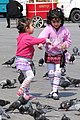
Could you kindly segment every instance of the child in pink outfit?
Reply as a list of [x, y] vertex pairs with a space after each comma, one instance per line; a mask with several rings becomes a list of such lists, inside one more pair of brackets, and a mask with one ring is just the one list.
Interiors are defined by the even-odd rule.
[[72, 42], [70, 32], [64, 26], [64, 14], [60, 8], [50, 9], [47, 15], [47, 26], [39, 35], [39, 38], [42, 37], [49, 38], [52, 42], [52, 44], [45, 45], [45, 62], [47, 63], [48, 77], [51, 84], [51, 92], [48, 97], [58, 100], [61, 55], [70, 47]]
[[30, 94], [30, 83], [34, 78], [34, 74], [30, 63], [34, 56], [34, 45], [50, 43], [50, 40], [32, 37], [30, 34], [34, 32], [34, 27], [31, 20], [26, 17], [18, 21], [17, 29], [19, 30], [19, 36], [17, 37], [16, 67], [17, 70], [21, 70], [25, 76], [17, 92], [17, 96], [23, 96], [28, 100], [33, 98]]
--
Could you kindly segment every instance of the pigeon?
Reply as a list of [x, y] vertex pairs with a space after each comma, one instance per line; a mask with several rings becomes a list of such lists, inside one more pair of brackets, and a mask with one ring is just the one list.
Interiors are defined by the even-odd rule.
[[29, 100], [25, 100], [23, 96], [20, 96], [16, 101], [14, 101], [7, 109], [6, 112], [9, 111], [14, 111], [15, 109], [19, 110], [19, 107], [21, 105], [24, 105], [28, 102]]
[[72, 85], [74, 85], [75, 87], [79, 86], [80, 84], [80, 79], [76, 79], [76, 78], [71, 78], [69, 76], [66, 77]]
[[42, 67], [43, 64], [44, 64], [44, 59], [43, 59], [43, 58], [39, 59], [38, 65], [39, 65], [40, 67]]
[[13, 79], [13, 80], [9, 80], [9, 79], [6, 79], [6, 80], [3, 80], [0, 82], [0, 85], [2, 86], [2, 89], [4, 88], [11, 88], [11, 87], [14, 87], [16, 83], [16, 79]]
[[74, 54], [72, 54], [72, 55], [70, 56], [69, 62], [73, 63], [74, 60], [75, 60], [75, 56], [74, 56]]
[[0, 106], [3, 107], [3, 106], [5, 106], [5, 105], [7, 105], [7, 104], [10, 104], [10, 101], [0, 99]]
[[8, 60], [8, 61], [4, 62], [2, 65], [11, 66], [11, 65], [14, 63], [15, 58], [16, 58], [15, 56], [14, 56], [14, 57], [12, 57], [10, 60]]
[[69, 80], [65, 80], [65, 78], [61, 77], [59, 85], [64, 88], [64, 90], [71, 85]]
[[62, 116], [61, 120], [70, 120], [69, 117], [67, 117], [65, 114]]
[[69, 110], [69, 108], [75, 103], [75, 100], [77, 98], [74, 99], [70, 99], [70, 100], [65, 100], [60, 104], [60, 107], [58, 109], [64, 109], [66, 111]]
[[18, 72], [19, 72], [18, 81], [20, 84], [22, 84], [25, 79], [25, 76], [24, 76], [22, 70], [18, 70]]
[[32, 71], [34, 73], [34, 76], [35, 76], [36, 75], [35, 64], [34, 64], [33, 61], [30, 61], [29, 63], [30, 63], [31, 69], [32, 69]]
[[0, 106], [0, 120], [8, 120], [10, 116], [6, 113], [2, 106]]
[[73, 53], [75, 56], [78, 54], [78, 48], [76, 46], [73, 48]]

▸ WHAT THE TASK REQUIRES: Write out the lines again without changing anything, beginning at the line that contains "Could you kindly segment every instance of the pigeon?" and stopping after the line that contains "46], [73, 48]]".

▸ PROBLEM SOLUTION:
Could you kindly segment every instance of the pigeon?
Reply as a list of [x, y] vertex pairs with a space after each comma, one instance per line; a mask with several rings becomes a list of such lists, inside one more pair of brackets, and a mask with one ring is just the one list.
Interiors are defined by the even-odd rule.
[[29, 100], [25, 100], [23, 96], [20, 96], [16, 101], [14, 101], [7, 109], [6, 112], [9, 111], [14, 111], [15, 109], [19, 110], [19, 107], [21, 105], [24, 105], [28, 102]]
[[72, 85], [74, 85], [75, 87], [79, 86], [80, 84], [80, 79], [76, 79], [76, 78], [71, 78], [69, 76], [66, 77]]
[[42, 67], [43, 64], [44, 64], [44, 59], [43, 59], [43, 58], [39, 59], [38, 65], [39, 65], [40, 67]]
[[13, 79], [13, 80], [9, 80], [9, 79], [6, 79], [6, 80], [3, 80], [0, 82], [0, 85], [2, 86], [2, 89], [4, 88], [11, 88], [11, 87], [14, 87], [16, 83], [16, 79]]
[[74, 54], [72, 54], [72, 55], [70, 56], [69, 62], [73, 63], [74, 60], [75, 60], [75, 56], [74, 56]]
[[0, 106], [3, 107], [3, 106], [5, 106], [5, 105], [7, 105], [7, 104], [10, 104], [10, 101], [0, 99]]
[[8, 60], [8, 61], [4, 62], [2, 65], [11, 66], [11, 65], [14, 63], [15, 58], [16, 58], [15, 56], [14, 56], [14, 57], [12, 57], [10, 60]]
[[69, 80], [65, 80], [65, 78], [61, 77], [59, 85], [64, 88], [64, 90], [71, 85]]
[[62, 116], [61, 120], [70, 120], [69, 117], [67, 117], [65, 114]]
[[69, 110], [69, 108], [75, 103], [75, 100], [77, 98], [74, 99], [70, 99], [70, 100], [65, 100], [60, 104], [60, 107], [58, 109], [64, 109], [66, 111]]
[[18, 72], [19, 72], [18, 81], [20, 84], [22, 84], [25, 79], [25, 76], [24, 76], [22, 70], [18, 70]]
[[32, 71], [34, 73], [34, 76], [35, 76], [36, 75], [35, 64], [34, 64], [33, 61], [30, 61], [29, 63], [30, 63], [31, 69], [32, 69]]
[[0, 106], [0, 120], [8, 120], [10, 116], [6, 113], [2, 106]]
[[73, 53], [75, 56], [78, 54], [78, 48], [76, 46], [73, 48]]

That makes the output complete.